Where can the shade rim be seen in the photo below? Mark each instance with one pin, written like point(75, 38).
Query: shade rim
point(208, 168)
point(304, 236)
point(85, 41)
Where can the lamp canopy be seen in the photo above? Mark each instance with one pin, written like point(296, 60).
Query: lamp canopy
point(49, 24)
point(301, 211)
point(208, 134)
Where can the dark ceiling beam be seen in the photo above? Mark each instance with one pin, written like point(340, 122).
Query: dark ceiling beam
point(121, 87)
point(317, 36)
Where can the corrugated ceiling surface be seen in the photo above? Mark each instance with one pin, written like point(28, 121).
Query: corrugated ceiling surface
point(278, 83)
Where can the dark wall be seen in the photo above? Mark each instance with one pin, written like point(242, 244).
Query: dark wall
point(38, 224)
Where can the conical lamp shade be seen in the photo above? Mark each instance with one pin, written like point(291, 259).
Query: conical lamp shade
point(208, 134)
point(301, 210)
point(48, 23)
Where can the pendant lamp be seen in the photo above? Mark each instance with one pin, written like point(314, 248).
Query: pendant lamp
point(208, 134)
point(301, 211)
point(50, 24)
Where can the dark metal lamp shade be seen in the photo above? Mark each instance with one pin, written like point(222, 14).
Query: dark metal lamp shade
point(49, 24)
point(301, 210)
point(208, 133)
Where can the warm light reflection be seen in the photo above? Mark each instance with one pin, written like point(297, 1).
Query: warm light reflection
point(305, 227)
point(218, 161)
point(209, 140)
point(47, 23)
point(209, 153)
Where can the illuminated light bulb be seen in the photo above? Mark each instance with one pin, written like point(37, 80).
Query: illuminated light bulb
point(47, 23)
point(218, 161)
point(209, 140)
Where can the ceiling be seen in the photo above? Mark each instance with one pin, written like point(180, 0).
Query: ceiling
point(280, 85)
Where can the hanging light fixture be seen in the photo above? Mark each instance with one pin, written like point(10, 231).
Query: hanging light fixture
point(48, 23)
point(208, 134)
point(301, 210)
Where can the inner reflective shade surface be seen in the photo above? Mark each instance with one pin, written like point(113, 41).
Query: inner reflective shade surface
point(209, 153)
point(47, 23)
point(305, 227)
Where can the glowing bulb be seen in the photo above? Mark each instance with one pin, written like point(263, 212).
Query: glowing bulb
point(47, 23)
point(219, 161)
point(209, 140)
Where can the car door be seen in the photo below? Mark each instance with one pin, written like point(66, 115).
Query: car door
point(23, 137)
────────────────
● WRITTEN TASK
Convert the lines above into a numbered list, leaving out any blank lines.

● RESPONSE TO THIS EXERCISE
1. Where can the shade rim be seen in the photo below? Mark each instance with one pin, written like point(75, 38).
2. Query: shade rim
3. point(208, 168)
4. point(304, 236)
5. point(85, 41)
6. Where can the lamp canopy be seen in the photo above? Mark each instance with one pin, written like point(296, 60).
7. Query: lamp canopy
8. point(49, 24)
9. point(301, 211)
10. point(208, 134)
11. Where can the dark ceiling beam be seen in the photo above? Mark each instance with one pin, written like point(340, 122).
12. Query: dark ceiling beam
13. point(121, 87)
14. point(317, 36)
15. Where can the corrugated ceiling surface be seen in the photo above? Mark each instance with one pin, written like point(28, 121).
16. Query: corrugated ceiling surface
17. point(278, 83)
18. Where can the dark wall be seen in the photo above? Mark each instance with one pin, written like point(242, 244).
19. Query: dark wall
20. point(38, 224)
21. Where can the conical lamp shade be seen in the photo above? Mark each instance with one pin, written like point(291, 259).
22. Query: conical lamp shade
23. point(208, 134)
24. point(301, 210)
25. point(48, 23)
26. Where can the pendant lamp be seen in the photo above? Mark each instance with one pin, written like point(314, 248).
27. Query: pendant lamp
28. point(208, 134)
29. point(301, 211)
30. point(50, 24)
31. Where can the dark metal lamp shade be seen in the photo above? Mark each instance with one pin, written like point(222, 14).
32. Query: dark metal lamp shade
33. point(49, 24)
34. point(301, 210)
35. point(208, 133)
36. Where can the warm light reflection be seen in the photo above? Mark each instance with one pin, written like point(297, 1).
37. Query: warm light reflection
38. point(305, 227)
39. point(218, 161)
40. point(209, 140)
41. point(47, 23)
42. point(209, 153)
43. Where can the illuminated light bulb be seen in the photo above? Mark each instance with one pin, written like point(37, 80).
44. Query: illuminated light bulb
45. point(47, 23)
46. point(218, 161)
47. point(209, 140)
48. Where can the ceiling be seen in the photo above? Mark each instance with one pin, written like point(180, 0).
49. Query: ceiling
50. point(280, 85)
51. Where can the hanging light fixture be seen in the photo above? Mark each instance with one pin, written like point(10, 231).
52. Query: hanging light fixture
53. point(48, 23)
54. point(208, 134)
55. point(301, 210)
56. Where can the inner reflective shade surface be seen in the photo above? Mark each instance with one pin, written like point(113, 41).
57. Query: inner reflective shade surface
58. point(209, 153)
59. point(47, 23)
60. point(305, 227)
61. Where can the glowing bulb be seen in the photo above? Mark each instance with one pin, written like point(263, 212).
62. Query: glowing bulb
63. point(47, 23)
64. point(219, 161)
65. point(209, 140)
66. Where can the car door be seen in the photo below? Mark each instance with one pin, written like point(66, 115).
67. Query: car door
68. point(23, 137)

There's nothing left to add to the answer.